━━ TEXT SEGMENT

Our Children and Online Gaming: Risks and Protection
One of the most popular discussions parents face today is the one they have with their children about the amount of time they are allowed to spend on computers, tablets, mobiles to play online games. This type of discussion has become an integral part of their daily routine.
What is online gaming?
online games are technology-based games that connect two or more players and are played exclusively online, thus requiring a direct connection. In addition to being fun and promoting teamwork, they involve fictional adventures that attract the children. Moreover, online single-player games are also very common.
In 2020, the latest statistics by Statista showed that there are around 2.7 billion online gamers all over the world, including 1.5 billion only in the Asia and the Pacific region, which makes it the biggest online gaming region in the world.
What are the risks on our children?
While our children grew up in the digital world and got so familiar with it and they have become closely attached to it and to online games in particular, it is still our duty to warn them against the risks they might face, most importantly:
Sitting for long periods of time playing online games leads to a feeling that one can’t help but play social isolation, and too much focus on winning the game to achieve the highest scores, up to neglecting other activities and duties. This kind of addiction causes serious health and psychological issues.
Cyberbullying and Cyber Extortion
According to Get Safe Online, some players use their anonymity to disturb other players and intentionally spoil their pleasure of play. Sometimes this disturbance escalates into cyberbullying, by showing denigration, sending offensive and harmful messages, or making disrespectful comments that affect your child’s state of mind.

━━━━
━━ RECORDED DATA

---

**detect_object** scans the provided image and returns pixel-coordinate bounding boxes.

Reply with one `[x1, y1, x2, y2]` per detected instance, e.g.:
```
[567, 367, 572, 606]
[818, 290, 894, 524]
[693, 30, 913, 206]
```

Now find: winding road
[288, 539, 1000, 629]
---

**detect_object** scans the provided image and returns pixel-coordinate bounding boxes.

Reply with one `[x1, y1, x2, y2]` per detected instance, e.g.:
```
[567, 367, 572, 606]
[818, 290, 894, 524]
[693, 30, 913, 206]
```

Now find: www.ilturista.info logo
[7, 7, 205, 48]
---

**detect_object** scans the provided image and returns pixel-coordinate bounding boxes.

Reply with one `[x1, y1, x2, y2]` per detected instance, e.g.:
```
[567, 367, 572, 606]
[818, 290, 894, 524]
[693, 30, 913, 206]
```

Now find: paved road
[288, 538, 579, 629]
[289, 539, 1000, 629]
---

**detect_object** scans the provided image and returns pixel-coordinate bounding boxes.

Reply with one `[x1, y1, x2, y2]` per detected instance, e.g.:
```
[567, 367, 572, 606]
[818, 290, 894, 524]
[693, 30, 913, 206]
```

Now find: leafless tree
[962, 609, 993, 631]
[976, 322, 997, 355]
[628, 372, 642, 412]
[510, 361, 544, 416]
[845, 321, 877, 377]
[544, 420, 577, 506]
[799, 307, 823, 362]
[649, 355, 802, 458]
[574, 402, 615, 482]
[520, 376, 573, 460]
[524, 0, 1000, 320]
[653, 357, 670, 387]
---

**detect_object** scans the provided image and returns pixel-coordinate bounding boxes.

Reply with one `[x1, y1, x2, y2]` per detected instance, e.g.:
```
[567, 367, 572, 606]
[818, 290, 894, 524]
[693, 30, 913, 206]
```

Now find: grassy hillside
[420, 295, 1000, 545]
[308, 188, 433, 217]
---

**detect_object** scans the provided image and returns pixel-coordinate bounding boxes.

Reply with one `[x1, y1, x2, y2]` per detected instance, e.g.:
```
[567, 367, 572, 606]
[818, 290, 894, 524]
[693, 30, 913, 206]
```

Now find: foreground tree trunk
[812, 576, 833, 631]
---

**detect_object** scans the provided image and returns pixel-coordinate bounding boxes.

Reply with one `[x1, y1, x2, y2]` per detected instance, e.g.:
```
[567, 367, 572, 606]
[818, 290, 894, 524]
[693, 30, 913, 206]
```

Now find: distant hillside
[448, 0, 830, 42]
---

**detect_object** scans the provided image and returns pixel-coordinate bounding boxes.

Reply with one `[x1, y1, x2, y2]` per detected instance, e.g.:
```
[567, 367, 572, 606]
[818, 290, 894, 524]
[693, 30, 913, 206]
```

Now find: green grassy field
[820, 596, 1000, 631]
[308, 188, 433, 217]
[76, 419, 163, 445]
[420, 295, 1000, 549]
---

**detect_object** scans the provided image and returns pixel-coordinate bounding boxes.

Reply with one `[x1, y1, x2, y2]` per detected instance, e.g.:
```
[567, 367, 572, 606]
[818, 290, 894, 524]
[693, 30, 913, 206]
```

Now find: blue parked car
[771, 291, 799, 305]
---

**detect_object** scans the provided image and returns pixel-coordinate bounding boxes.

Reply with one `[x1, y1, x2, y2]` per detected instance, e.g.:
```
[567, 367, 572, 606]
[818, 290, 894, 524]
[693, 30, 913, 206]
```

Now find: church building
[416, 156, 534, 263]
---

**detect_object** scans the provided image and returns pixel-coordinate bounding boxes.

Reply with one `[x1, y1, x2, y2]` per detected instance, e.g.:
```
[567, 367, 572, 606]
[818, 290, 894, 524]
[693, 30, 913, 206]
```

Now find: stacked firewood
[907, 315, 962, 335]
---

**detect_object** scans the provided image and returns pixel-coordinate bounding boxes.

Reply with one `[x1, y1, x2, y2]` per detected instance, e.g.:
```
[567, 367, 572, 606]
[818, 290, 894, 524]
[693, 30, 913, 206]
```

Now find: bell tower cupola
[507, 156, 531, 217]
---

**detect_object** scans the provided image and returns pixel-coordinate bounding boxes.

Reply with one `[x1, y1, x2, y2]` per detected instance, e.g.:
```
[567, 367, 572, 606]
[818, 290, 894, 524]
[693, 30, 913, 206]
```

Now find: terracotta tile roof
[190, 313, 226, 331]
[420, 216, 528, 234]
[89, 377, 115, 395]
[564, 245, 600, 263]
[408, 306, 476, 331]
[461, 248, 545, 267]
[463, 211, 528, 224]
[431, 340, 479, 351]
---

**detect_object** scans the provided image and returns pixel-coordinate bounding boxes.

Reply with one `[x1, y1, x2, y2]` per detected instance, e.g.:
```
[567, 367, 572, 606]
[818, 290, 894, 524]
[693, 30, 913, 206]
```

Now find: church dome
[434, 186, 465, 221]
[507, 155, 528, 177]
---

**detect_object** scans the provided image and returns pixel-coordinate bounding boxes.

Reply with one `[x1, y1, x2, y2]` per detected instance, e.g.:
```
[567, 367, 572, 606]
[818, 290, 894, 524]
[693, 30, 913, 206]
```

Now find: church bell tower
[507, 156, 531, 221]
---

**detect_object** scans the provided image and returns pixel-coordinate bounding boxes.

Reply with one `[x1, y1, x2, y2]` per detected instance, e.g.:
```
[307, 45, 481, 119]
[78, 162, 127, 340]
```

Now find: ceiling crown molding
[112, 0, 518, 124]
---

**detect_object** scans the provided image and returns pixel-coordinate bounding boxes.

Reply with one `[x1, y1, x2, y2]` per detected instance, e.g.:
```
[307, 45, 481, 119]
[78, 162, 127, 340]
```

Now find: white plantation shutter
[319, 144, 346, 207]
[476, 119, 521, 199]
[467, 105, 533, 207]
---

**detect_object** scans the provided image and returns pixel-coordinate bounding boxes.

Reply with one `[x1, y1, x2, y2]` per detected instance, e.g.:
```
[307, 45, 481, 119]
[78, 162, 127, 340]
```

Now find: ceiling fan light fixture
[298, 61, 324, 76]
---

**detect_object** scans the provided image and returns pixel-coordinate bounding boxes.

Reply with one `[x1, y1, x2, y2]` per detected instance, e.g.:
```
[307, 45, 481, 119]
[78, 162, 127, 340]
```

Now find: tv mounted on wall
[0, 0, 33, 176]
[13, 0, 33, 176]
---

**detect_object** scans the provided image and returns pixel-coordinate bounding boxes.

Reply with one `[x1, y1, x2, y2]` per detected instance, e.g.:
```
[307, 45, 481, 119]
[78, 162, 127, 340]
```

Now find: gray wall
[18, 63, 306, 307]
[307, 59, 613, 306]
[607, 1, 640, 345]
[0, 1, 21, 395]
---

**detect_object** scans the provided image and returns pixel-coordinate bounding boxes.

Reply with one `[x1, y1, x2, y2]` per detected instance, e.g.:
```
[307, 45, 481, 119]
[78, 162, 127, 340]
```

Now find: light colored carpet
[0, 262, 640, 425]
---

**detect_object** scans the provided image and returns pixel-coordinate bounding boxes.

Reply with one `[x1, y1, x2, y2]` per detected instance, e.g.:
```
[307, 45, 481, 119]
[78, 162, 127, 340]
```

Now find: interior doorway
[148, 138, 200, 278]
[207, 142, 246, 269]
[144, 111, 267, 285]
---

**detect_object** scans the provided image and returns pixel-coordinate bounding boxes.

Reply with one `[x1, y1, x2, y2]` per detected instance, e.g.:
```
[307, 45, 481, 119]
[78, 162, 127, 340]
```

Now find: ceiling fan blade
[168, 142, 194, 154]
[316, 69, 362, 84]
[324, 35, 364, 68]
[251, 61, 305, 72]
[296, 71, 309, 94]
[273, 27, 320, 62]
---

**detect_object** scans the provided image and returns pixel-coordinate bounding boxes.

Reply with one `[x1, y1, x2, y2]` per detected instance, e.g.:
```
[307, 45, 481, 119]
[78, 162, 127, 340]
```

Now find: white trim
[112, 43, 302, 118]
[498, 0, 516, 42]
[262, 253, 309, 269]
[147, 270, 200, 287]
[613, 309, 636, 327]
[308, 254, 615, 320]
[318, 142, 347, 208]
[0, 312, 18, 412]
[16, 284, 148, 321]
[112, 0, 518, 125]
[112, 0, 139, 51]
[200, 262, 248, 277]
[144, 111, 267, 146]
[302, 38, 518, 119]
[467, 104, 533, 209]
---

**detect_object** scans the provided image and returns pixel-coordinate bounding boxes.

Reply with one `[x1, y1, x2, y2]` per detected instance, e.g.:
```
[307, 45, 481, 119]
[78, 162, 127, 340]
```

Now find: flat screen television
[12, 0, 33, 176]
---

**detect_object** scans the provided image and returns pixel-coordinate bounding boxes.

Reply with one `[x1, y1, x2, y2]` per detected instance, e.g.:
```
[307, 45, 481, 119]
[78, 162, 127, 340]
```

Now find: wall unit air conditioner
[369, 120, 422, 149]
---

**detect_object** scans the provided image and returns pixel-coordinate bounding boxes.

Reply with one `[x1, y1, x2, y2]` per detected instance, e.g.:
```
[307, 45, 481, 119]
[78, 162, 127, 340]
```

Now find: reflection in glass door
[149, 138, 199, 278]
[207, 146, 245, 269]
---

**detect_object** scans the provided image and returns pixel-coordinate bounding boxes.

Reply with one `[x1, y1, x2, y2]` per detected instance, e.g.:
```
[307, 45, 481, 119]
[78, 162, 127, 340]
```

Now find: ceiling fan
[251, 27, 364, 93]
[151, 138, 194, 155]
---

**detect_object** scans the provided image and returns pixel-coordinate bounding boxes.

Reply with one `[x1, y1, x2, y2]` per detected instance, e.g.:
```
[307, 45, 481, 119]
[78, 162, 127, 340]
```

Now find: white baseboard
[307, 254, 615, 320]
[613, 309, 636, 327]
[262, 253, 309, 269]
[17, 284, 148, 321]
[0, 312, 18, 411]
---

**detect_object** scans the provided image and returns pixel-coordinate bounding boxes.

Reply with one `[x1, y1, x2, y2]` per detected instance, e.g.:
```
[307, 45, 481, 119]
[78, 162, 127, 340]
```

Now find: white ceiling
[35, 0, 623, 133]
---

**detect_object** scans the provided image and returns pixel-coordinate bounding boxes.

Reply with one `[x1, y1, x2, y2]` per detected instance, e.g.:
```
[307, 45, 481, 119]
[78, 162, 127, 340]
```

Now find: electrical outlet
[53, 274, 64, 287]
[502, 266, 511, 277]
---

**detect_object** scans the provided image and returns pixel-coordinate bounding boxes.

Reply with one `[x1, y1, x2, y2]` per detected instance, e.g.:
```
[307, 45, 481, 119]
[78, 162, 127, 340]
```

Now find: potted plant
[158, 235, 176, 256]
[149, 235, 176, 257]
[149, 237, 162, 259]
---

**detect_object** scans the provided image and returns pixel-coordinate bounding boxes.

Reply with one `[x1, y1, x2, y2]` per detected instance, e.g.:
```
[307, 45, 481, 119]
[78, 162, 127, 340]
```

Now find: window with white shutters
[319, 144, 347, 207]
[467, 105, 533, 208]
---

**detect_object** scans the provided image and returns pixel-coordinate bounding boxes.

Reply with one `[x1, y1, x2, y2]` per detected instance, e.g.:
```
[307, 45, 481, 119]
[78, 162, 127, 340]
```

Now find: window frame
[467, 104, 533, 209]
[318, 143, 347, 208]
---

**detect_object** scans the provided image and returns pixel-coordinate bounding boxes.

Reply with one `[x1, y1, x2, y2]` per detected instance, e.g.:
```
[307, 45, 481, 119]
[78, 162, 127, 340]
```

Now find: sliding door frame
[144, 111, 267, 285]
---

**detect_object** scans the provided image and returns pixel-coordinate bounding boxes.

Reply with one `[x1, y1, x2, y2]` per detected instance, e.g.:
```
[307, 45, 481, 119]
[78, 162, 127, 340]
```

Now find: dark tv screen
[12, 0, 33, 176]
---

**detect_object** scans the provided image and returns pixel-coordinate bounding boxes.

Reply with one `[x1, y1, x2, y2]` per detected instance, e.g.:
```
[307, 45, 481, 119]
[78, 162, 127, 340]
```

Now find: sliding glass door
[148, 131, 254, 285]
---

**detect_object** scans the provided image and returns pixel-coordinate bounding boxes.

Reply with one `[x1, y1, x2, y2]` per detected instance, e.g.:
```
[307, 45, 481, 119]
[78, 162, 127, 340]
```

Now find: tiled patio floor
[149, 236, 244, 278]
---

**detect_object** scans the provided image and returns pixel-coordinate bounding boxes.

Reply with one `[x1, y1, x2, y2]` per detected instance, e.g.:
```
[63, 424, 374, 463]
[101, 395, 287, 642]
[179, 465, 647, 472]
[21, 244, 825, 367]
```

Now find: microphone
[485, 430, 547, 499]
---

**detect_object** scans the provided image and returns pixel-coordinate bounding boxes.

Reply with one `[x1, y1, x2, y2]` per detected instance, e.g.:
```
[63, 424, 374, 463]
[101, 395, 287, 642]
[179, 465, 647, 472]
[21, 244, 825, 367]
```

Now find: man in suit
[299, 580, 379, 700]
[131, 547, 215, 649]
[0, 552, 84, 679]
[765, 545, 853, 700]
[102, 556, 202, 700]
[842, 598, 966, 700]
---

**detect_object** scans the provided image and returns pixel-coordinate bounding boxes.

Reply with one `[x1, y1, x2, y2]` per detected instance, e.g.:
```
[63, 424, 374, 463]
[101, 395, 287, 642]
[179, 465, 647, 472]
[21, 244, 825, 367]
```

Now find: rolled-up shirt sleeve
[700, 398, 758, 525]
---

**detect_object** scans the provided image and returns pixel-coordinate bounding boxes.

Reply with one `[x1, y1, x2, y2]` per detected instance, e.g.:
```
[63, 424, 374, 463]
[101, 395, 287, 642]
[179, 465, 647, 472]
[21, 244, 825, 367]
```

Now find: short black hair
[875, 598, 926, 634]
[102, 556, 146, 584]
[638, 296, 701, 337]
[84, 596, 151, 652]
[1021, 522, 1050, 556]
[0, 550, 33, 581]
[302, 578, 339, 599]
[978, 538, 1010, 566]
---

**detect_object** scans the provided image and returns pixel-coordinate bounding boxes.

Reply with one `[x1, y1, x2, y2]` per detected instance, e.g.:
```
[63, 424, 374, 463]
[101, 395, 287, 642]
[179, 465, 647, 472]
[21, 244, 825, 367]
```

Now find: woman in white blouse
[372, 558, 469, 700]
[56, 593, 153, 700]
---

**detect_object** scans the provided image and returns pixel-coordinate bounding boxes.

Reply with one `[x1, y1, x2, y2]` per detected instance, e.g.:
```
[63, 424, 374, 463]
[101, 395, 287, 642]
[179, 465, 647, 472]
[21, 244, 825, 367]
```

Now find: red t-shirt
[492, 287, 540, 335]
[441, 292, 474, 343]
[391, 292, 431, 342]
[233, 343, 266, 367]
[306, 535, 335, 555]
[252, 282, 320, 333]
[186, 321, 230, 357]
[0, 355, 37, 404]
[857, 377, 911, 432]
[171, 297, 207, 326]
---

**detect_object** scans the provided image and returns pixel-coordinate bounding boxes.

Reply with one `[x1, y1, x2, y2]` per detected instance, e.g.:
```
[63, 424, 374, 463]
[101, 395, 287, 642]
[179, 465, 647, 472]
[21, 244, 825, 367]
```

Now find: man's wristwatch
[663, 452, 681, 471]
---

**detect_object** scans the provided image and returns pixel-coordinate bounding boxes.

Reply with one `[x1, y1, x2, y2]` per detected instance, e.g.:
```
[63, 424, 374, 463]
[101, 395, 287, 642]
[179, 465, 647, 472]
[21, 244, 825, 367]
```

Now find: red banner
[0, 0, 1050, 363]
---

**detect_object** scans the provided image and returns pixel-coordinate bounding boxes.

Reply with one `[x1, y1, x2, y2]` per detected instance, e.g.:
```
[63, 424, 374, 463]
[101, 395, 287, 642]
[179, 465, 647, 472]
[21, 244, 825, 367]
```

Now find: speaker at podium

━━━━

§ **ACTIVITY**
Continue the text on children and online gaming from where it stops.

§ **RESPONSE AREA**
A study published in Al Sharq, the Qatari newspaper, showed that children are exposed since the age of 8 to cyber extortion attacks which are usually carried out openly and publicly, and that the extortion of male children is harder than that of female.
As online multiplayer games grow in scope, your children may be tricked into giving personal information to anonymous people that they know nothing about except that they play the same game with them. They may disclose personal information or important data or may be deceived by an email sent from an anonymous sender that may look like the game company, asking your child to provide his username and password to win a prize and to click a suspicious link that gives the sender easy access to his account.
Also, one of the major privacy concerns when it comes to gaming is to use webcam loopholes for hacking purposes to abuse your child.
One reason why online gaming is dangerous is the uploading of game software by checking their origin or the uploading of games that may contain malicious links, where a loophole in it can cause serious damage to the device, to the data or to your child. So, make sure to scan the devices for malware using anti-virus software and to not upload games from illegal sites.
How to reduce these risks?
1. Use Parental Controls
It is your responsibility to prevent your children’s hobby from turning into an unhealthy addiction. Setting clear and fixed rules on the types of games and the allowed playtime is very important. However, don’t be rude in applying them. Try your best to set a good example for your child and look for alternatives that your child may find pleasant especially during long periods of time such as during lockdowns or while staying at home, where very few options are available.
2. Protect your Children and Devices
Make sure to use an effective antivirus software on your devices. Educate your children about the importance of protecting their personal information and data and not disclosing them and tell them not to get involved in discussions with anonymous players that are irrelevant to the game. Also, if you have to buy an online game, by it from an original app store to ensure it is safe and suitable for your children.
3. Read the Terms of Play
Do it while your children are around to further educate them about the importance of privacy and suitability so that they become more knowledgeable about these games.
4. Set Time Limits
A study conducted by Wiley on 2442 children aged between 7 and 11 years found that playing online games for one hour a week was associated with enhanced motor skills and better school performance, with no other benefits reported with children who have played more than two hours a week, while children who have played nine or more hours a week were particularly negatively affected.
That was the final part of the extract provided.